### [Exercise requirements]
Check each line of the entries below for the word "figure", then report how many have it, with no other words.

Image-grounded pointing data:
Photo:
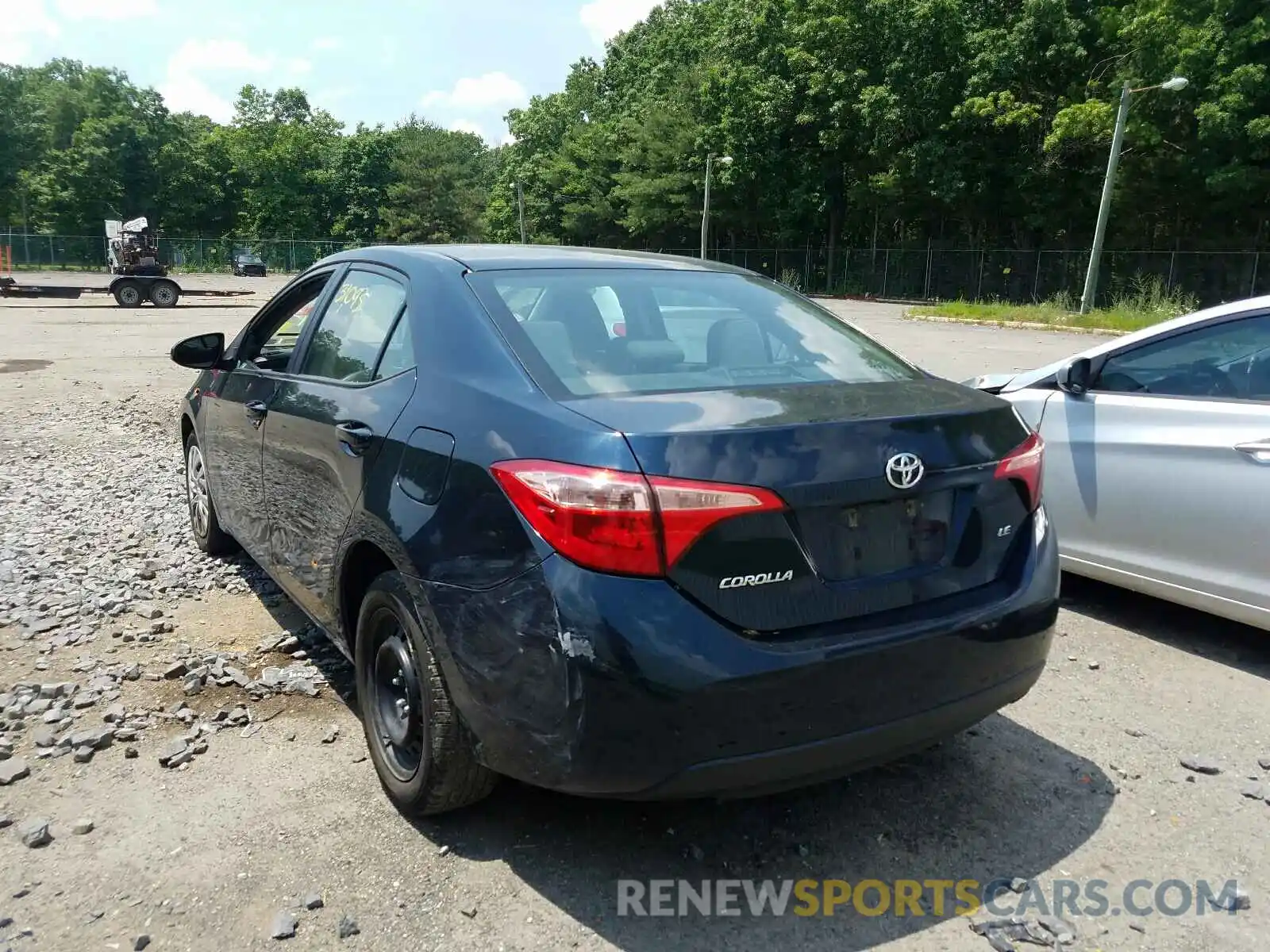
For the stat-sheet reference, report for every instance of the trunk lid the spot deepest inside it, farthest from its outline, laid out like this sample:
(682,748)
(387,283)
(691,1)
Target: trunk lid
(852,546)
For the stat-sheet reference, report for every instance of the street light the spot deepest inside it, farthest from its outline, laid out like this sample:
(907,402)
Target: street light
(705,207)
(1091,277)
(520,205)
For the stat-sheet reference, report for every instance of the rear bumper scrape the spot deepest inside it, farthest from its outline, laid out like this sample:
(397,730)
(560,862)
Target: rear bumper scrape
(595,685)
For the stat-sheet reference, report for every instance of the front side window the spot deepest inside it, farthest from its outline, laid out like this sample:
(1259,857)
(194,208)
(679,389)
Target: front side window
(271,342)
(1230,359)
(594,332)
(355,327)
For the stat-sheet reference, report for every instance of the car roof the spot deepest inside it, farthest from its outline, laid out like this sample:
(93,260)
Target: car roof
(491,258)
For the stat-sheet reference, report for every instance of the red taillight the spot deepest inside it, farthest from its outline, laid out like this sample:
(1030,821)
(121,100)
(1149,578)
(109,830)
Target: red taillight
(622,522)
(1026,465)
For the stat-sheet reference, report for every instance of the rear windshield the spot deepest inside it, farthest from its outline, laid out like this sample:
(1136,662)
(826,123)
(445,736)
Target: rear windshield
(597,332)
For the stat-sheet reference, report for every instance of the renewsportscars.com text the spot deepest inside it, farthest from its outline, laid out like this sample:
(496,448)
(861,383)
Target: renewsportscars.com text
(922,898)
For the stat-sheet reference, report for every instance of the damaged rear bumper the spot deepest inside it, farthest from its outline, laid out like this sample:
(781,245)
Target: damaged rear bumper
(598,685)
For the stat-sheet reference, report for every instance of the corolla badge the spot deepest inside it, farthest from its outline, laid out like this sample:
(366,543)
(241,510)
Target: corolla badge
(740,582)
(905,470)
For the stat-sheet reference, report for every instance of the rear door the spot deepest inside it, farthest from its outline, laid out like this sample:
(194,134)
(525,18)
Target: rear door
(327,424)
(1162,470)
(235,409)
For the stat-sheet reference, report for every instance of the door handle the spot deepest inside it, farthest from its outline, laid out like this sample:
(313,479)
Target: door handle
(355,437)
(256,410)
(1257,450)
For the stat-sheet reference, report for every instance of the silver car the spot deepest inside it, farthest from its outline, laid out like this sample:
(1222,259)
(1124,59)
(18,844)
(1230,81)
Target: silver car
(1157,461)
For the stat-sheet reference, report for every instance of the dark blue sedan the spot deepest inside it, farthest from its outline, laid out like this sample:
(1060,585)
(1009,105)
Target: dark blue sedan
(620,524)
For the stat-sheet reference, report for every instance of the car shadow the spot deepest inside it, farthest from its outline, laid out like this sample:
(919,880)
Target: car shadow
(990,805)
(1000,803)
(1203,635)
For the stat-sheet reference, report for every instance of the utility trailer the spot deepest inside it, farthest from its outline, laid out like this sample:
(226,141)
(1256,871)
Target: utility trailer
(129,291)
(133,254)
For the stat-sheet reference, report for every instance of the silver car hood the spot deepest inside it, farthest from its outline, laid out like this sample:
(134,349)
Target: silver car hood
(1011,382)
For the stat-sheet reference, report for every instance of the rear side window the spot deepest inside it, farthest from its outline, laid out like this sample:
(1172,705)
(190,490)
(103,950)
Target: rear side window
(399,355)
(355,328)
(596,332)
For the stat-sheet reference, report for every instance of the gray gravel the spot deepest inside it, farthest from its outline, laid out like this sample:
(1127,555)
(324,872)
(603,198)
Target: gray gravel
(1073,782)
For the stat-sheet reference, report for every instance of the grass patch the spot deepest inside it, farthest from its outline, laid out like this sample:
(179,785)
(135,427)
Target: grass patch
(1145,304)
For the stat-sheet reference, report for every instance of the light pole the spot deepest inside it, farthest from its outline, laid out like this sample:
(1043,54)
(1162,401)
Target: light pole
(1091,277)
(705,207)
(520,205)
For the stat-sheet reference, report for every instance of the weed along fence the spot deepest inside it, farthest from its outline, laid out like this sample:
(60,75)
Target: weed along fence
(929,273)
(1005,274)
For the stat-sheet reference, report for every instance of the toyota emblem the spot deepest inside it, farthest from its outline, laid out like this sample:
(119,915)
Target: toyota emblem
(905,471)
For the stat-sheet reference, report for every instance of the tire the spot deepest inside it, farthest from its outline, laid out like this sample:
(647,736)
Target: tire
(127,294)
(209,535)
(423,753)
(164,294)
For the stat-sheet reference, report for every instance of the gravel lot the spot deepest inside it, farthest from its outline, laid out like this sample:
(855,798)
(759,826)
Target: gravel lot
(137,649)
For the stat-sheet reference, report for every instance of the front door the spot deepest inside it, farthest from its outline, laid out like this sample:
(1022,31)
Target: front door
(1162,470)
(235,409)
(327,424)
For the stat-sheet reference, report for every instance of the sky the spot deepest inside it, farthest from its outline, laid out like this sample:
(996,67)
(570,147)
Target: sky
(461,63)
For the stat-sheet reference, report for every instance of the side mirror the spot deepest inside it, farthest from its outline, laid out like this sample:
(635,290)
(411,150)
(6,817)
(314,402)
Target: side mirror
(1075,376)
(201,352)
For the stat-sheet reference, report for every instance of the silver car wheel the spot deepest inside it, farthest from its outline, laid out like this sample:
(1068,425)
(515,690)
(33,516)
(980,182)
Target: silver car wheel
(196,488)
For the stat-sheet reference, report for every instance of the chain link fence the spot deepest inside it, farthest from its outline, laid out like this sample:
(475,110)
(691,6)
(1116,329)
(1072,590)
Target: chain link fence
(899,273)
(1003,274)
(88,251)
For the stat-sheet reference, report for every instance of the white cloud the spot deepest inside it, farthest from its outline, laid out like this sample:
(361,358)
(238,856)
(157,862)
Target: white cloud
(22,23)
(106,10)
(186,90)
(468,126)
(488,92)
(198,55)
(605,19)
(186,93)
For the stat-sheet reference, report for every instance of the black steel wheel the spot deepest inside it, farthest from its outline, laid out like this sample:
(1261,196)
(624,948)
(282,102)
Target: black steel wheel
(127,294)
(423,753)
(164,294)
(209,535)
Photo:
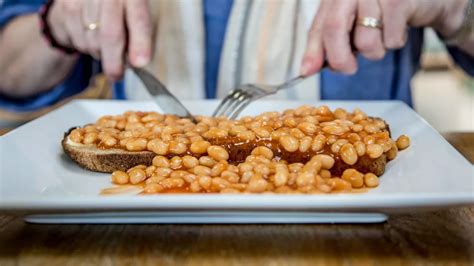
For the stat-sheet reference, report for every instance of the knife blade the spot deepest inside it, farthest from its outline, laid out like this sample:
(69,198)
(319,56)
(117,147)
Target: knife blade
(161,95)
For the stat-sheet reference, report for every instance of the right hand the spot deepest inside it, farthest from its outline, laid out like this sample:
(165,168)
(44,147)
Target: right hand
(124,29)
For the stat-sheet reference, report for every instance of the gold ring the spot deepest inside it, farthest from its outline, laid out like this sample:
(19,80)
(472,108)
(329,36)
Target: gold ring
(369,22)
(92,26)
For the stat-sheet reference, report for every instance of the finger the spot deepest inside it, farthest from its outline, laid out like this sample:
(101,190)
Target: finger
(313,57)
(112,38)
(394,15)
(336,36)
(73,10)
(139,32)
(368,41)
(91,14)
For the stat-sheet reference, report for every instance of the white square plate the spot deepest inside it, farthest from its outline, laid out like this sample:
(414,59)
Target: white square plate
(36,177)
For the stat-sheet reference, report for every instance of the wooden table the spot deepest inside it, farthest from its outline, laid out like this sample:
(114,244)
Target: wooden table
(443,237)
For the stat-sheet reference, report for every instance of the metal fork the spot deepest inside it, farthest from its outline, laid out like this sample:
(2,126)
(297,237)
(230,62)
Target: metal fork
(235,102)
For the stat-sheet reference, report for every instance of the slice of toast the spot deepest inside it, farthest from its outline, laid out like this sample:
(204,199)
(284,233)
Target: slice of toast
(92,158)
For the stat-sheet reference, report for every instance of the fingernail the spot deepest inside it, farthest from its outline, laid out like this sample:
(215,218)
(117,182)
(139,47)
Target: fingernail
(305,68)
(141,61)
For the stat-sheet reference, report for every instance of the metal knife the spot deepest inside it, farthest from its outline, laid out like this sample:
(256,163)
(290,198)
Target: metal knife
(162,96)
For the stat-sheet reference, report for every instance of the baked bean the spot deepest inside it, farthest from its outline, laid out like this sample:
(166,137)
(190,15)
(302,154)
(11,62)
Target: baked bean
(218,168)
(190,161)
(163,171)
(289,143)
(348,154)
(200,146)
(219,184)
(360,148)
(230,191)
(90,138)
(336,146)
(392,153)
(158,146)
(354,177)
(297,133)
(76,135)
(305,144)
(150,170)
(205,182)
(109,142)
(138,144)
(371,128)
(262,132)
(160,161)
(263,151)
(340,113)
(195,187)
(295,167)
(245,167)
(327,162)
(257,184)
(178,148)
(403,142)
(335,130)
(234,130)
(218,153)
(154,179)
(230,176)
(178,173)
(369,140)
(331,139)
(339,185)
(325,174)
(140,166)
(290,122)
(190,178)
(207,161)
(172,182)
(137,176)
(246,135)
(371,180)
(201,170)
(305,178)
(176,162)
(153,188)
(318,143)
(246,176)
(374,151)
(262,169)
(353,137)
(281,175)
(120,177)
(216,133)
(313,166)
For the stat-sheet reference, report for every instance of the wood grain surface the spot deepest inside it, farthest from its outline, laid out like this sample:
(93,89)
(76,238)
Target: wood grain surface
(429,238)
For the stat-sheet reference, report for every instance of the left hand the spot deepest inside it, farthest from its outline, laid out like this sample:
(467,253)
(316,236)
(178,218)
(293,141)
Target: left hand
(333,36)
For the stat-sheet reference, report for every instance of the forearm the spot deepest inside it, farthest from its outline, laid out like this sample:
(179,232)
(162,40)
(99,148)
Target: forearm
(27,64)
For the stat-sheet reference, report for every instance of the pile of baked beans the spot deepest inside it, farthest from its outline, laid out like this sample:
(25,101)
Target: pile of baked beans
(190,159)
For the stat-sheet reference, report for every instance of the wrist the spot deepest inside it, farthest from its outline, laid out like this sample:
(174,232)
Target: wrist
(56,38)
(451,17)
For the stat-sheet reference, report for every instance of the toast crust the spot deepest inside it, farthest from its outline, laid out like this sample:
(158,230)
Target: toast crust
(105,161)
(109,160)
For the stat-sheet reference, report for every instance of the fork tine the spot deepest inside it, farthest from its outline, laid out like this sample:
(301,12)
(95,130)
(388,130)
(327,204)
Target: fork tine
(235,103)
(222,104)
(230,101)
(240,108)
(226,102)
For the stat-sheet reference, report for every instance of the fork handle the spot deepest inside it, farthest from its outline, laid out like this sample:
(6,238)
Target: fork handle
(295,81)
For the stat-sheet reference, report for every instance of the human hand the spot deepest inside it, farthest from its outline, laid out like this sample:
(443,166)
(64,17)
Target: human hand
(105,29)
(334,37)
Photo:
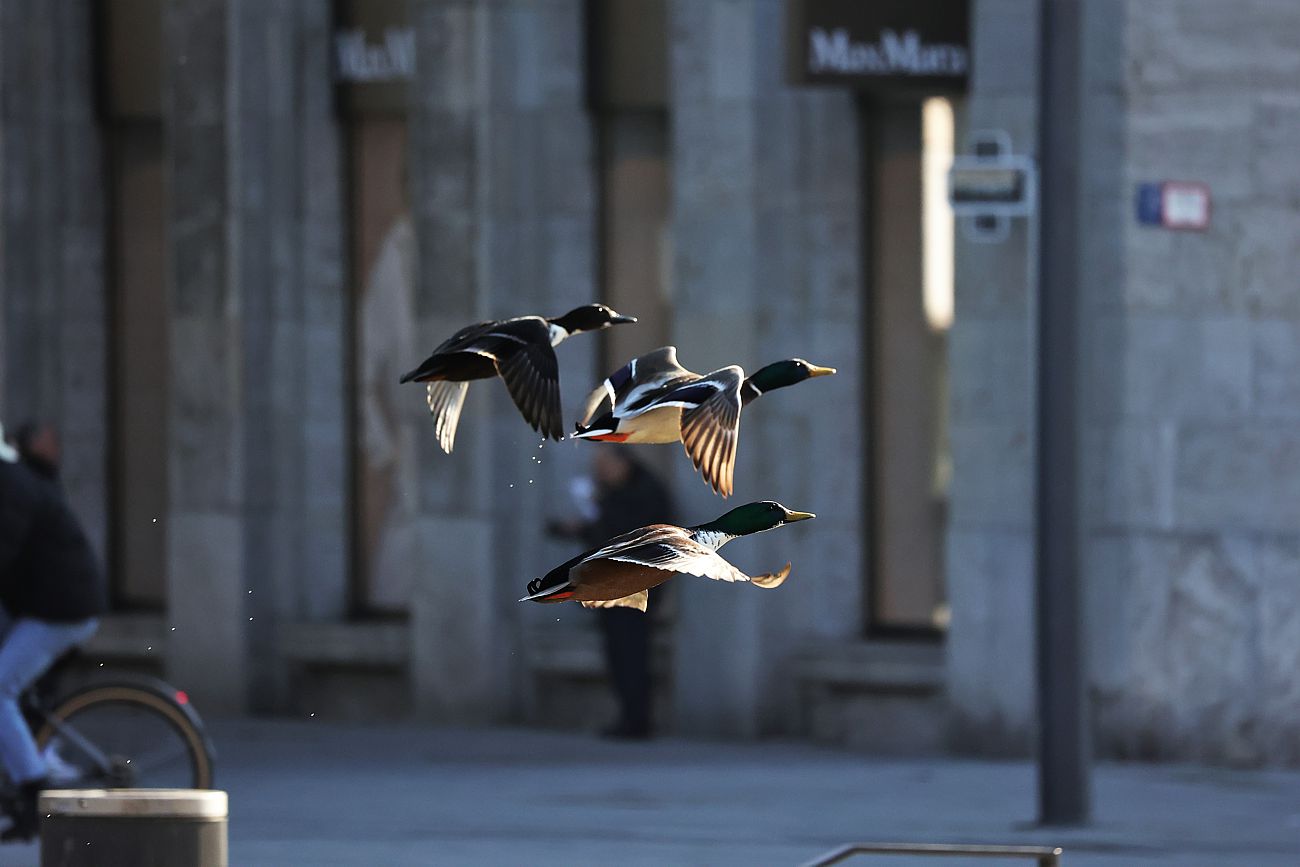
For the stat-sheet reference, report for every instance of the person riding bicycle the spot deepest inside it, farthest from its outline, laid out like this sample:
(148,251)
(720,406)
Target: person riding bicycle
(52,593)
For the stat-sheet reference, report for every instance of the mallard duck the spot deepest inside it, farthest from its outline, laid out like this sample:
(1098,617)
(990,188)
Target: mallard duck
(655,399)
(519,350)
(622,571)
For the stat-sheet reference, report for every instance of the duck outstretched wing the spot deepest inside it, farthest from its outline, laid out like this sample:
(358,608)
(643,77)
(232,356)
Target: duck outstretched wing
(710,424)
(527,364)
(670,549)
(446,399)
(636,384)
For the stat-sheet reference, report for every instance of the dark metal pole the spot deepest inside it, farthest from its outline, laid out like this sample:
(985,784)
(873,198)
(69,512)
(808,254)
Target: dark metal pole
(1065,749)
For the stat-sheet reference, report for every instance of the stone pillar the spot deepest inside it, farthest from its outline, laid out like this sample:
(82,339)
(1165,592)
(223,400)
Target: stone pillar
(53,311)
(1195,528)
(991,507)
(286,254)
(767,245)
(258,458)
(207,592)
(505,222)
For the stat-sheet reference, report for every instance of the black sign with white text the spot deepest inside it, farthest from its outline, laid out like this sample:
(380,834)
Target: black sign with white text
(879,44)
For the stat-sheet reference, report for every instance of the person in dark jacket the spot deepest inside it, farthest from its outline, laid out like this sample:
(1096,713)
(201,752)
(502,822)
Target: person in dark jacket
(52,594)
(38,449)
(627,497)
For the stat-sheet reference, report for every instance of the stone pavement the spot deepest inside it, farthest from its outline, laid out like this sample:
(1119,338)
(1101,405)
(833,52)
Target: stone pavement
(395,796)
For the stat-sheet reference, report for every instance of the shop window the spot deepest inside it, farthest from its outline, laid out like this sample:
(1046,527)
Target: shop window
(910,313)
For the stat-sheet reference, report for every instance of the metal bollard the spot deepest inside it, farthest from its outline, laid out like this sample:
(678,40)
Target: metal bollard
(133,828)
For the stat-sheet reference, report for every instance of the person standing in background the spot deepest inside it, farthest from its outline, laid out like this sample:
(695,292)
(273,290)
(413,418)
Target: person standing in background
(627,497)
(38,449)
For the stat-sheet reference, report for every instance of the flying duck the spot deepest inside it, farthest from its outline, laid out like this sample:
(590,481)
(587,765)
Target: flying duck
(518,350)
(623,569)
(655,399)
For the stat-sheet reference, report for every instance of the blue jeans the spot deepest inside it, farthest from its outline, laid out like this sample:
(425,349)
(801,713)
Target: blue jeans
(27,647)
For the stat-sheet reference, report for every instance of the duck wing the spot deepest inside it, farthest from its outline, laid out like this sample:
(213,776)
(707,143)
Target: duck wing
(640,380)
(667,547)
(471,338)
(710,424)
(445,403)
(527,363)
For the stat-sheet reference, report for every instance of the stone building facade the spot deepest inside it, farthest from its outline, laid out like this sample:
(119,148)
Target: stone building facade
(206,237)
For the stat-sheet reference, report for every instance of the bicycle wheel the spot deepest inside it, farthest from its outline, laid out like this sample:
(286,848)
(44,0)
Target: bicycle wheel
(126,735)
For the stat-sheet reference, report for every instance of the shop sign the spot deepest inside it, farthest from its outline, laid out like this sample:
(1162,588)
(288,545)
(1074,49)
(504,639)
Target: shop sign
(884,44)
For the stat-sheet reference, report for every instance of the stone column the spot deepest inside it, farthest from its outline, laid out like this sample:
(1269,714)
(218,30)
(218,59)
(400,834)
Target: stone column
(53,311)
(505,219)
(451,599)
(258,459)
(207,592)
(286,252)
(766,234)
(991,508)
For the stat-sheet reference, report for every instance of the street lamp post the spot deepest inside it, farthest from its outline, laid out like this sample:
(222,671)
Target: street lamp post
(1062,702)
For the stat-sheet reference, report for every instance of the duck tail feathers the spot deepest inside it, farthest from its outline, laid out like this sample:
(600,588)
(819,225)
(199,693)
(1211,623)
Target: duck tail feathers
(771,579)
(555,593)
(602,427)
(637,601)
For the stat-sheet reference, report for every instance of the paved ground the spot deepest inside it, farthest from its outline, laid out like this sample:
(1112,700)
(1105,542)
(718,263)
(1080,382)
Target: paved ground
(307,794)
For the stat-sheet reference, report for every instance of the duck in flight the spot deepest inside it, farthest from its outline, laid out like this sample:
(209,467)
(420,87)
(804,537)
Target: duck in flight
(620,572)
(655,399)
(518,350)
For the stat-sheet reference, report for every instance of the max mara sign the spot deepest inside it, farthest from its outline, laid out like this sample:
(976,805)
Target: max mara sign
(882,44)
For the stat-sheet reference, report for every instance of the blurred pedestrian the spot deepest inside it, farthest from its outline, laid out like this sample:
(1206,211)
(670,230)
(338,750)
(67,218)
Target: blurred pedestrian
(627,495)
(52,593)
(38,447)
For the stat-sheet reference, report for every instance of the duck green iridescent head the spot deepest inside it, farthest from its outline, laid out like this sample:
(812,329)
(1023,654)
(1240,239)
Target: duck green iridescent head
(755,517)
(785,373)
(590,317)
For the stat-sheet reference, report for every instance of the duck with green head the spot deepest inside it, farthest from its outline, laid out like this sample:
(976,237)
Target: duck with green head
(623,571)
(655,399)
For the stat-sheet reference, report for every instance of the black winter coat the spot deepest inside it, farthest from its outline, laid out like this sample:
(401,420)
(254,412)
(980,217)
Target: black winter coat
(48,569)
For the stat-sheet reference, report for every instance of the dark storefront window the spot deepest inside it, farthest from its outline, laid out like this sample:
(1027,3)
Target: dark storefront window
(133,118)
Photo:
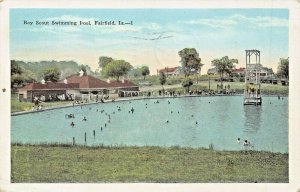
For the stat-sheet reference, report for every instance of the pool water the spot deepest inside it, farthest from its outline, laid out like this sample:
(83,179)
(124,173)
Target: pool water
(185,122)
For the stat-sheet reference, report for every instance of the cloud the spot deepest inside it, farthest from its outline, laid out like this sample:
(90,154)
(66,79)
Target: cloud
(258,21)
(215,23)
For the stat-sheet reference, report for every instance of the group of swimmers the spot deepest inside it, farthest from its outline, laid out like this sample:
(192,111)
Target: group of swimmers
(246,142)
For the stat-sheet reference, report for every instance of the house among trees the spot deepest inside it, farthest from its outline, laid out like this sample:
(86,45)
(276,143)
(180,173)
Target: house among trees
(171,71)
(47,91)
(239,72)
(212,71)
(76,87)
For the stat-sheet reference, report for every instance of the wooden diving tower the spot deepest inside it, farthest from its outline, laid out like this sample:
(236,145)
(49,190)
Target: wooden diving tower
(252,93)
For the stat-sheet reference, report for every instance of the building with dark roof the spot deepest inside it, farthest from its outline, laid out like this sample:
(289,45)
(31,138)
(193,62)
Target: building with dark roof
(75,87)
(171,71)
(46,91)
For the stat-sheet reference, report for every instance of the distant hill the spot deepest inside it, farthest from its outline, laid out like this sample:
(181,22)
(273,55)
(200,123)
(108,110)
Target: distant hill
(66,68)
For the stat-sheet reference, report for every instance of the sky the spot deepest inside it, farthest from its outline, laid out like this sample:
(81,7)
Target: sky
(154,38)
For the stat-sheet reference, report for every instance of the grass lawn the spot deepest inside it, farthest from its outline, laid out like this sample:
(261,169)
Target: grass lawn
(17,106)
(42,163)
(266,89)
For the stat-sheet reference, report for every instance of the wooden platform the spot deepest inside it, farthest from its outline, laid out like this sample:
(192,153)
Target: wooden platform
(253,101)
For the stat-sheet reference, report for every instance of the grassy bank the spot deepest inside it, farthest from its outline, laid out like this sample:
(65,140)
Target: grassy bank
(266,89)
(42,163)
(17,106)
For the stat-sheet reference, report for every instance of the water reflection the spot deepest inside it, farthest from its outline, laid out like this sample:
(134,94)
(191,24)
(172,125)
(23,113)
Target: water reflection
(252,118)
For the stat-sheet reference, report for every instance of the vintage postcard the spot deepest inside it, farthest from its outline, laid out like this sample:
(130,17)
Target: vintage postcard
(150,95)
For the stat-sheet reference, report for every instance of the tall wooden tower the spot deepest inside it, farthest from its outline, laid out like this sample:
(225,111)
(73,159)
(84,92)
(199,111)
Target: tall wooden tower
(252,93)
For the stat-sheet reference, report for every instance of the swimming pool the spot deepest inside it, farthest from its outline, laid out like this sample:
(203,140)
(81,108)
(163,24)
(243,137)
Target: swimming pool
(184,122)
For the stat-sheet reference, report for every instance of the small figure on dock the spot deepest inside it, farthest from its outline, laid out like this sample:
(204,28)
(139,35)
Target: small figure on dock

### [Completed exercise]
2